Testo della pagina:
Il suo esordio ha l’aspetto di una giovinezza punk, ma in questo attacco Spicer si rivela tanto tradizionalista quanto innovatore. La prima lettera di Lorca descrive la tradizione come “generazioni di poeti differenti in paesi differenti, che raccontano pazientemente la stessa storia, che scrivono la stessa poesia …” Più a distinguere se stesso come una straordinaria giovane promessa letteraria, la lettera pone Spicer in un contesto di poeti visti come una classe di lavoratori impegnati tutti nello stesso fondamentale progetto. In questo percorso, la corrispondenza tra la capacità negativa di Keats, lo sregolamento dei sensi di Rimbaud, le visioni di Yeats, gli ordini angelici di Rilke, il duende di Lorca, la personae di Pound, il senso della tradizione di Eliot, e i giardini immaginari di Moore può “costruire un universo completamente nuovo” ― anche se si tratta di un universo in cui le cose non combaciano perfettamente. Come scrisse, “Le cose non si connettono, corrispondono”.

*

Ballata della Bambina Che Inventò l’Universo

Una Traduzione per George Stanley

 

Fiore di gelsomino e un toro con la gola tagliata.

Marciapiede infinito. Mappa. Stanza. Arpa. Alba.

Una bambina finge un toro fatto di gelsomino

E il toro è un crepuscolo di sangue che mugghia.

Dati:
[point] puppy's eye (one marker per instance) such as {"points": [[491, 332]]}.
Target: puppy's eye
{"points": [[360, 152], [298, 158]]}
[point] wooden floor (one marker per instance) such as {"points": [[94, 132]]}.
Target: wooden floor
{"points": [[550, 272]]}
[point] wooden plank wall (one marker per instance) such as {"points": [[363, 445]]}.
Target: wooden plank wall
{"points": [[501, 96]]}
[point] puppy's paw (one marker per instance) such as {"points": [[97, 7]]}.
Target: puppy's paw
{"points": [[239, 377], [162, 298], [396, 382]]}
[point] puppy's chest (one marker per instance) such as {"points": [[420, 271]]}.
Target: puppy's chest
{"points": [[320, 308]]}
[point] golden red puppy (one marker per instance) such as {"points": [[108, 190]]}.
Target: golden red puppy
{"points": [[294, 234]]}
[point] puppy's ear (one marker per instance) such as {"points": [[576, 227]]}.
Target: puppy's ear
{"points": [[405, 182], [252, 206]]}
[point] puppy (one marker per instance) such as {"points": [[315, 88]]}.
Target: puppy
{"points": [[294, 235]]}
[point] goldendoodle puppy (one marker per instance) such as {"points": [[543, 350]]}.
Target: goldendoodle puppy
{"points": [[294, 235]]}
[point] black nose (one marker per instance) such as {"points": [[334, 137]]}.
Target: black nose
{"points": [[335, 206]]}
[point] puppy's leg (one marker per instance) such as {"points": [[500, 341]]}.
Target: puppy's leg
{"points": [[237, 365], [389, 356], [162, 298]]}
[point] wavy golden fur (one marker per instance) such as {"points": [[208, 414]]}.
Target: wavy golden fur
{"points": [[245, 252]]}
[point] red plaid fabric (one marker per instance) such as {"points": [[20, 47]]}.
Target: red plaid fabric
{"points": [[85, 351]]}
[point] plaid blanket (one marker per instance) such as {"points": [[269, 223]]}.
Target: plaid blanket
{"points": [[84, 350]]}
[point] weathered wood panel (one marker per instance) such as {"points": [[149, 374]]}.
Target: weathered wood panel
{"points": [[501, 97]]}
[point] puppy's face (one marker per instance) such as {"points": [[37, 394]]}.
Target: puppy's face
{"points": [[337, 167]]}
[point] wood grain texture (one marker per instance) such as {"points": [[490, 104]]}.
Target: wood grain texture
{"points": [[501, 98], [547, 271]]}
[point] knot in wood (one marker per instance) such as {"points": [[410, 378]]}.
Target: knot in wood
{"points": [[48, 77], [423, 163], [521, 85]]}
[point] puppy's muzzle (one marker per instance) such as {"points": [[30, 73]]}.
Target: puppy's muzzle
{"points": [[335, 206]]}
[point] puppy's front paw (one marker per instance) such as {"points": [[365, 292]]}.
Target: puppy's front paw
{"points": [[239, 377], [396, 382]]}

Il problema:
Per favore, riporta il brano del testo della pagina compreso tra "Una Traduzione per" e "sangue che mugghia.", estremi inclusi. I record provengono da un'altra fonte.

Soluzione dell'esercizio:
Una Traduzione per George Stanley

 

Fiore di gelsomino e un toro con la gola tagliata.

Marciapiede infinito. Mappa. Stanza. Arpa. Alba.

Una bambina finge un toro fatto di gelsomino

E il toro è un crepuscolo di sangue che mugghia.